» **WORK INSTRUCTION 1**
In the M. Balfas biography below, rewrite the paragraph that begins "Balfas began his writing career" as a bulleted list that keeps its main facts.
» **WORK INSTRUCTION 2**
Translate this sentence from the M. Balfas biography below into Spanish: "He came from an ethnic Betawi family of Arab descent."
» **WORK INSTRUCTION 3**
According to the M. Balfas biography below, in which newspaper were his first short stories published?

» **PAGE EXTRACT**
-- Opening Marker --

Indonesian writer and literary critic

Muhammad Salim Balfas (25 December 1922 – 5 June 1975), better known as M. Balfas, was an Indonesian writer and literary critic.

==Biography==
Balfas was born in Krukut, Batavia (now Jakarta), Dutch East Indies, on 25 December 1922. He came from an ethnic Betawi family of Arab descent. Little is known about his early life, except that he graduated from a Dutch-run high school (MULO) in 1940.

Balfas began his writing career in the 1940s. His first short stories were published in Asia Raja, the official newspaper of the Japanese occupation government, in 1943. He later began contributing poems, stories, and essays to the Indonesian-run magazine Pembaroean. During the Indonesian National Revolution, Balfas found employment as a reporter. He also headed the magazine Masyarakat.

-- Closing Marker --

» **EXTRACTED ENTRIES**
-- Opening Marker --

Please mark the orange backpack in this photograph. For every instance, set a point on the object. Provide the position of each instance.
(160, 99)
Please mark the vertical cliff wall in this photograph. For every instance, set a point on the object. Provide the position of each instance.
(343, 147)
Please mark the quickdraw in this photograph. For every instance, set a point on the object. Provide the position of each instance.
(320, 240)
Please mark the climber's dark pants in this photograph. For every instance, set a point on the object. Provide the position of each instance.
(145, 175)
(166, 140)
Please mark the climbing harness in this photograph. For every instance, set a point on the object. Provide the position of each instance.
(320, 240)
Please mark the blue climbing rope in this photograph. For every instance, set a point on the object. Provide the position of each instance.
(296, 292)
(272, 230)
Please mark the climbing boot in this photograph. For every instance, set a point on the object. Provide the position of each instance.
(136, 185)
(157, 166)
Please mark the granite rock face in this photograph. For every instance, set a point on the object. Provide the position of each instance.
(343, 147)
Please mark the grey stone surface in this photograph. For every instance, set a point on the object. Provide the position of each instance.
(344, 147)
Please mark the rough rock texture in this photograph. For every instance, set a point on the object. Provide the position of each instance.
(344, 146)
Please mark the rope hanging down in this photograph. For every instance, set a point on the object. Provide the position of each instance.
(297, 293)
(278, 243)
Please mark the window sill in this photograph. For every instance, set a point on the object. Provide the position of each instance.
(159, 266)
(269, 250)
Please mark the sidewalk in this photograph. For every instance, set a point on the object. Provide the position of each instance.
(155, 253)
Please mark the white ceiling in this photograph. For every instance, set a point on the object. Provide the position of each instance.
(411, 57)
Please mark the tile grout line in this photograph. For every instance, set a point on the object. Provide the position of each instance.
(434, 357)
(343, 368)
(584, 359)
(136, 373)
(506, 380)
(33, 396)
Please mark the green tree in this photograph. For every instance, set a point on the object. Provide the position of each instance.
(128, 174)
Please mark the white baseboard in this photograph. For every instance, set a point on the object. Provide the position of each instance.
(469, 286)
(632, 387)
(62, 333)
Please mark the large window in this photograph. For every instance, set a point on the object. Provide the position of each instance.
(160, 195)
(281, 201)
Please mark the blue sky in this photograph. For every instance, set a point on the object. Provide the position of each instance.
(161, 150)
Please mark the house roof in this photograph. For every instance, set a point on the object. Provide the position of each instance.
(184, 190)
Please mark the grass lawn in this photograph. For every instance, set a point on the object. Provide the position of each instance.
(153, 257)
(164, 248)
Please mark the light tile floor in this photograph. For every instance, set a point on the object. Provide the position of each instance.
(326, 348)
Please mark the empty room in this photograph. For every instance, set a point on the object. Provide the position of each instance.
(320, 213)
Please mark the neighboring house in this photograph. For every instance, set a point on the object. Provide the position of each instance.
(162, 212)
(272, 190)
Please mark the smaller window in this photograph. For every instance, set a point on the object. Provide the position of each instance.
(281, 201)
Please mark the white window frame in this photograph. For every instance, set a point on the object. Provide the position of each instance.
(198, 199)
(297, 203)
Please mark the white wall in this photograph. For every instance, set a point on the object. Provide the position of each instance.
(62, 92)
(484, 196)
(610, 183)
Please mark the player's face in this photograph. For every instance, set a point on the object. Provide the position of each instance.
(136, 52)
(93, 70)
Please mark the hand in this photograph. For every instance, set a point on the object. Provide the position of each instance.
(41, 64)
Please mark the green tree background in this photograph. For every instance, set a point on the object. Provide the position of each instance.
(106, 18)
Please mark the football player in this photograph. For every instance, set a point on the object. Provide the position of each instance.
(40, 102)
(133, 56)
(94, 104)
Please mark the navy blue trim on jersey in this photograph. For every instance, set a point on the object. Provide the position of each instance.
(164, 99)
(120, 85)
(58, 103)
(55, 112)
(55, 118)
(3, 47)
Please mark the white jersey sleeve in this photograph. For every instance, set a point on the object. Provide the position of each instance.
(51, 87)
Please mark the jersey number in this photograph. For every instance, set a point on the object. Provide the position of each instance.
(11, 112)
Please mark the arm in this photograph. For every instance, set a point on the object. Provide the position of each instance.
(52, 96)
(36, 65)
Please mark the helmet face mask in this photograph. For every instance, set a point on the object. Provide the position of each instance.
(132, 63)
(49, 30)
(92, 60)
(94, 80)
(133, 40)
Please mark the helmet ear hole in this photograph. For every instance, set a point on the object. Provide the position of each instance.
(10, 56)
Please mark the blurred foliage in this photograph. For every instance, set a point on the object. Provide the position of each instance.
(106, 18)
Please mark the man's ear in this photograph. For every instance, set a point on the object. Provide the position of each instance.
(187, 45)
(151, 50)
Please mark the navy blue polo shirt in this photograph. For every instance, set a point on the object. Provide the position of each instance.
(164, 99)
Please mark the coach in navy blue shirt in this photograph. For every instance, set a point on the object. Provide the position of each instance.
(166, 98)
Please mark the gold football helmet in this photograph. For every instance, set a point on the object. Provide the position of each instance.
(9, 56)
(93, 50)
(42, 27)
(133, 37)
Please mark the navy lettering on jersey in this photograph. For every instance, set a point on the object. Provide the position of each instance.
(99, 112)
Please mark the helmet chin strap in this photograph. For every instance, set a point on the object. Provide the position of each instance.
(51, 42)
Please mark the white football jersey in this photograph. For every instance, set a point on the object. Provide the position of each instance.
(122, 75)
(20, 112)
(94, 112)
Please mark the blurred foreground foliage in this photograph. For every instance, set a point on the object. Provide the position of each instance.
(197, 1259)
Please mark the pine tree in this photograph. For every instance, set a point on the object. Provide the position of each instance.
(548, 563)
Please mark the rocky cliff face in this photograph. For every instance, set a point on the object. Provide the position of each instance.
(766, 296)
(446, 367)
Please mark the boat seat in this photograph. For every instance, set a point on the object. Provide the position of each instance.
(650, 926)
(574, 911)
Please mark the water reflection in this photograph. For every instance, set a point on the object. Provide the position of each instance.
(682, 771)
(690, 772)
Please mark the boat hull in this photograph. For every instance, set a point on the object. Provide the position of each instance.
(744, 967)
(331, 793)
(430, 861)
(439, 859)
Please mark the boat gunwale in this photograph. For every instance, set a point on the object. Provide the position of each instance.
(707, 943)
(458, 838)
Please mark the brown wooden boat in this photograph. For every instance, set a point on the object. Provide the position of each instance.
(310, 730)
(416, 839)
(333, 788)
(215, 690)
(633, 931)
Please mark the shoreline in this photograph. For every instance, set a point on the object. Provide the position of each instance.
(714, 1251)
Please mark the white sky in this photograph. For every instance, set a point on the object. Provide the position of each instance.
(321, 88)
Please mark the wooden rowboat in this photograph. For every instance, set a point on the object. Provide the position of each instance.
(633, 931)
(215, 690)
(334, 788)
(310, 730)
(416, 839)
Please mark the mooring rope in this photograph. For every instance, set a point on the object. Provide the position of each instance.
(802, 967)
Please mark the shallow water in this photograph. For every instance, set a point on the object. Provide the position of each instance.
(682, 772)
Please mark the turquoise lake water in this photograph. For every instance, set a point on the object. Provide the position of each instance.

-- Closing Marker --

» **TASK RESULT 1**
- Began writing in the 1940s.
- First short stories appeared in 1943 in Asia Raja, the official newspaper of the Japanese occupation government.
- Later contributed poems, stories, and essays to the Indonesian-run magazine Pembaroean.
- Worked as a reporter during the Indonesian National Revolution.
- Headed the magazine Masyarakat.

» **TASK RESULT 2**
Provenía de una familia de etnia betawi de ascendencia árabe.

» **TASK RESULT 3**
Asia Raja